**Task directions**
Output every line below exactly.

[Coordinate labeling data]

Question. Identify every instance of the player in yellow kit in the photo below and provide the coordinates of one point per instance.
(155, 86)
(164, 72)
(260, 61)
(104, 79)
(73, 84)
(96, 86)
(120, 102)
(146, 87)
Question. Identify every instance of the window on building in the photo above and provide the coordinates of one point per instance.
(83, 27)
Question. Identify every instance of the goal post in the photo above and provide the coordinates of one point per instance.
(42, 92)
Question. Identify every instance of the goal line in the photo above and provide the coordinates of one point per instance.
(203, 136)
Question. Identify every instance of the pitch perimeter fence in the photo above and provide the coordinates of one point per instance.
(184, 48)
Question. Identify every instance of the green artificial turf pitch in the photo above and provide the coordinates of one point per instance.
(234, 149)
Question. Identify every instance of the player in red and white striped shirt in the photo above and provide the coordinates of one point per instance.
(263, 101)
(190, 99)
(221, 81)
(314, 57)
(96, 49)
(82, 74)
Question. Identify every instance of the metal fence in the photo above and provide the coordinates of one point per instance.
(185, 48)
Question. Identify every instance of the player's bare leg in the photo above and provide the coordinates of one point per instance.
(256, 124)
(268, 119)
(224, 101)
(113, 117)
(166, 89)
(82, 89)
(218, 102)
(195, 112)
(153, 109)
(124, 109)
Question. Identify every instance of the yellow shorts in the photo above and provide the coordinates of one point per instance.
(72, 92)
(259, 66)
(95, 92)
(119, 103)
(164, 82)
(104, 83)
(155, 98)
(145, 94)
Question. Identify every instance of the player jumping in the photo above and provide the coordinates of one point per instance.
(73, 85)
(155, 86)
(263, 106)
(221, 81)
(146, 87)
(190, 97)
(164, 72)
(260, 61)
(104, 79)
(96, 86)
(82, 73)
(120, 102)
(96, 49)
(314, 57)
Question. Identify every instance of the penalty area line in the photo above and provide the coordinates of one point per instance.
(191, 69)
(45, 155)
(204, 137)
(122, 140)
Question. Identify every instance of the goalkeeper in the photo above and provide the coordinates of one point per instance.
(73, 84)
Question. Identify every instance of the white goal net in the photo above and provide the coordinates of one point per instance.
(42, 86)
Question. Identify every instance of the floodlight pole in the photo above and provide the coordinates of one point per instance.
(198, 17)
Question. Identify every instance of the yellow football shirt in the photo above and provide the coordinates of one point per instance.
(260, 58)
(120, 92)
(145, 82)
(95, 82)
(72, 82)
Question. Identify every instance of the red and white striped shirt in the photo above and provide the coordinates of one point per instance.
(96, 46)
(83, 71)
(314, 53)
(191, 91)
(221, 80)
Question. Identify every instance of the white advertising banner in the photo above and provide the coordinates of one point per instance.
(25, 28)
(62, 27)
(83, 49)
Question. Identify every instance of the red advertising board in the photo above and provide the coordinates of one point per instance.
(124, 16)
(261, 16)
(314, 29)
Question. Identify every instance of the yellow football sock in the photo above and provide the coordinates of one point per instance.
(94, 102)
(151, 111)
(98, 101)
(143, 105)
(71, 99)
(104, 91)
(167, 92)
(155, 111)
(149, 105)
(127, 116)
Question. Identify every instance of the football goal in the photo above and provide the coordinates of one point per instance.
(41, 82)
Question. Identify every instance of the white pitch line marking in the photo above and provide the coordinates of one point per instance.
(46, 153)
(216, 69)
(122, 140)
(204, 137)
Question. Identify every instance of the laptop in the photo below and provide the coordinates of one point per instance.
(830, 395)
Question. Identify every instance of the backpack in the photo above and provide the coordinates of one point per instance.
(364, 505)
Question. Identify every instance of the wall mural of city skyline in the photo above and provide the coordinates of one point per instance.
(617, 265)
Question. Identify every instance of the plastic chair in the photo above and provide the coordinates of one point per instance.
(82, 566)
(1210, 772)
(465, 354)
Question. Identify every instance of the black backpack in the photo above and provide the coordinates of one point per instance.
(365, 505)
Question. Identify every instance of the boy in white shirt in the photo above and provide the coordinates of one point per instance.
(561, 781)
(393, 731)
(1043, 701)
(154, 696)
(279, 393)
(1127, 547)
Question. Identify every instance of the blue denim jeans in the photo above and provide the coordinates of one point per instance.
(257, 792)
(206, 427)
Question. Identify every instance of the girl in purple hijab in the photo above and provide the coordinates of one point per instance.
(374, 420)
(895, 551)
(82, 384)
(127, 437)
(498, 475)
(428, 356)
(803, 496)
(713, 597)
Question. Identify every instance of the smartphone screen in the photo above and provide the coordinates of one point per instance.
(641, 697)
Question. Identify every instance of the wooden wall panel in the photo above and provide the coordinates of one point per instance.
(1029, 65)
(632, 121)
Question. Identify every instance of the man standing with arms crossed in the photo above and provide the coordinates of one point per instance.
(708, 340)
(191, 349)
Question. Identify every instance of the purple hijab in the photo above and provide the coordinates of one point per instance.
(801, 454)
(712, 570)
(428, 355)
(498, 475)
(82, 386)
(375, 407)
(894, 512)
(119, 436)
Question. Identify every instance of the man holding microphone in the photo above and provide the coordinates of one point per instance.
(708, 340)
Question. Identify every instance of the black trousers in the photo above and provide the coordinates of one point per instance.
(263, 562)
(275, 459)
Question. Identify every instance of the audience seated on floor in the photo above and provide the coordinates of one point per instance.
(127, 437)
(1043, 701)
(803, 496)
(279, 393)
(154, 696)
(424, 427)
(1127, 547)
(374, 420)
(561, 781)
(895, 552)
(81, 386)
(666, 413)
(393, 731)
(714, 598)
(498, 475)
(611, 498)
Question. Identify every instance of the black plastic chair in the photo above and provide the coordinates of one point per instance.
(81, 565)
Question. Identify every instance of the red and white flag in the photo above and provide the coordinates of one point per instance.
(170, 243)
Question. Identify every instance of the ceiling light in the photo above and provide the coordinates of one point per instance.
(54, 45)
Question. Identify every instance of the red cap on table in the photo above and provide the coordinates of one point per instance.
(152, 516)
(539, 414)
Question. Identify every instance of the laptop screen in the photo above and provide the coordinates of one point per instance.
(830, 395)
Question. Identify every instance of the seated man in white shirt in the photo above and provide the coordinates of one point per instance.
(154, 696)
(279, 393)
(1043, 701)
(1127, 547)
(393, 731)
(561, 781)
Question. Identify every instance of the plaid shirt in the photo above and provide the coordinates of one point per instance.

**Written solution**
Question. Identify every instance of the player in yellow kit in the photo below and provide the coordinates of one point per instance.
(155, 86)
(164, 72)
(260, 61)
(104, 79)
(73, 84)
(96, 86)
(120, 102)
(146, 87)
Question. Identify every instance of the window on building in the photo above and provide the coordinates of one point per instance.
(83, 27)
Question. Identify every instance of the goal post in the photo above and provide the coordinates of one point per instance.
(42, 92)
Question. Identify every instance of the goal line in the photo above and provide the coordinates of one point per instance.
(203, 136)
Question. Identify every instance of the pitch perimeter fence in the photo above and provide the coordinates of one point per instance.
(184, 48)
Question. Identify every instance of the green artificial turf pitch in the photo above and provide the coordinates of one point per instance.
(234, 149)
Question. Identify every instance of the player in red and white striped shirt in the photo above and provide the coordinates of one point per instance.
(263, 101)
(190, 99)
(221, 81)
(314, 57)
(96, 49)
(82, 74)
Question. Identify every instance of the metal fence in the photo above and provide the coordinates of one point per instance.
(185, 48)
Question. Identify every instance of the player's bare leg in the photo above and provide the coordinates of one point per instance.
(256, 124)
(268, 119)
(224, 101)
(113, 117)
(166, 89)
(82, 89)
(218, 102)
(195, 112)
(153, 109)
(124, 109)
Question. Identify every instance of the yellow shorts in the photo above and provide the coordinates of one point per instance.
(72, 92)
(259, 66)
(95, 92)
(119, 103)
(164, 82)
(104, 83)
(155, 98)
(145, 94)
Question. Identify every instance of the player jumping in the photo above and provide the coordinates of one point per instance.
(73, 85)
(155, 86)
(263, 106)
(221, 81)
(146, 87)
(190, 97)
(164, 72)
(260, 61)
(104, 79)
(96, 86)
(82, 73)
(120, 102)
(96, 49)
(314, 57)
Question. Identify every instance of the penalty area line in the photo above and provide the coordinates of one point per instance.
(191, 69)
(45, 155)
(204, 137)
(122, 140)
Question. Identify every instance of the goalkeeper in the photo above and provide the coordinates of one point per instance.
(73, 84)
Question. Identify every instance of the white goal net in the photo above and provide the coordinates of one point per instance.
(42, 86)
Question. Identify every instance of the floodlight pole in the photo above and provide the coordinates of one point per instance.
(198, 17)
Question. Identify every instance of the yellow football shirt in the photo above and provide the coordinates of one point per instance.
(260, 58)
(120, 92)
(145, 82)
(95, 82)
(72, 82)
Question. Identify every instance of the red and white striped shirt in the photo above and provide the coordinates of one point per instance.
(96, 46)
(83, 71)
(314, 53)
(191, 91)
(221, 80)
Question. Identify every instance of the white advertising banner in the photo above and provide the coordinates of one point per instance.
(25, 28)
(62, 27)
(83, 49)
Question. Identify every instance of the red advertising board in the photo above and provide the coordinates of one point per instance.
(124, 16)
(261, 16)
(314, 29)
Question. Identify every instance of the yellow football sock in the photo above and provide the coordinates of one point per instance.
(94, 102)
(151, 111)
(98, 101)
(143, 105)
(71, 99)
(104, 91)
(167, 92)
(155, 111)
(149, 105)
(127, 116)
Question. Identify every instance of the football goal in the photo above and provide the coordinates of one point per instance.
(41, 82)
Question. Identify every instance of the white pitch line marking in the photo above and provide the coordinates of one point per instance.
(46, 153)
(216, 69)
(122, 140)
(204, 137)
Question. Identify every instance of the laptop in the photo below and provide the coordinates of one point per instance.
(830, 395)
Question. Identify every instance of the backpack in the photo above and provide the coordinates of one point per instance.
(364, 505)
Question. Identify every instance of the wall mural of city skyline in the photo above and provide the coordinates of one point per instance.
(617, 265)
Question. Identify every instance of the plastic chair in the photo above and provide the coordinates of one point per instance.
(82, 566)
(1210, 772)
(465, 354)
Question. Identify every instance of the black backpack in the photo above and provide the coordinates of one point per instance.
(365, 505)
Question. Identify every instance of the boy in white shirt in the photo above and provide the coordinates of one point per instance.
(561, 781)
(393, 731)
(1043, 701)
(154, 696)
(279, 393)
(1127, 547)
Question. Identify every instance of the blue denim jeans in the photo above and provide the coordinates of one point per instance.
(257, 792)
(206, 427)
Question. Identify every instance of the girl in purple hijab in the photo above and provide the coordinates of one point per instance.
(374, 420)
(895, 551)
(82, 384)
(127, 437)
(498, 475)
(428, 356)
(803, 496)
(713, 597)
Question. Identify every instance of the smartphone screen in the photo above and provide the coordinates of one point per instance.
(641, 697)
Question. Identify every instance of the wooden wall panel in the photo above and provide the coordinates of one point per instance.
(1029, 65)
(632, 121)
Question. Identify every instance of the man standing with arms crossed in the photo above and provide the coordinates of one point per instance.
(708, 340)
(191, 349)
Question. Identify every instance of the purple hijab in the photo above and provide the coordinates of one point per instance.
(801, 454)
(712, 570)
(428, 355)
(498, 475)
(82, 386)
(375, 407)
(894, 512)
(119, 436)
Question. Identify every instance of the man holding microphone in the photo above and provide the coordinates of one point per instance.
(708, 340)
Question. Identify every instance of the black trousers in the photo above and provide the coordinates of one point per instance.
(263, 562)
(275, 459)
Question. Identify every instance of the audience seated on floor in the photo above and provide the coordinates of one point per instance.
(127, 437)
(1043, 701)
(803, 496)
(279, 393)
(154, 696)
(424, 427)
(1127, 547)
(374, 420)
(561, 781)
(895, 552)
(81, 386)
(666, 413)
(393, 731)
(714, 598)
(498, 475)
(611, 498)
Question. Identify every instance of the black plastic chair in the photo above and provide the coordinates of one point per instance.
(81, 565)
Question. Identify every instance of the red and white flag in the photo above and provide the coordinates of one point per instance.
(170, 243)
Question. Identify every instance of the ceiling light in the photo above and provide the coordinates of one point per instance.
(54, 45)
Question. Identify every instance of the red cap on table in the photo above and provide the coordinates of one point per instance.
(152, 516)
(539, 414)
Question. Identify every instance of the laptop screen in the photo above and provide the coordinates of one point per instance.
(830, 395)
Question. Identify every instance of the seated man in white shirt in the photo above and provide the coordinates of one point per instance.
(154, 696)
(279, 393)
(1043, 701)
(1127, 547)
(393, 731)
(561, 781)
Question. Identify every instance of the plaid shirt in the photo above and provide the coordinates of one point per instance.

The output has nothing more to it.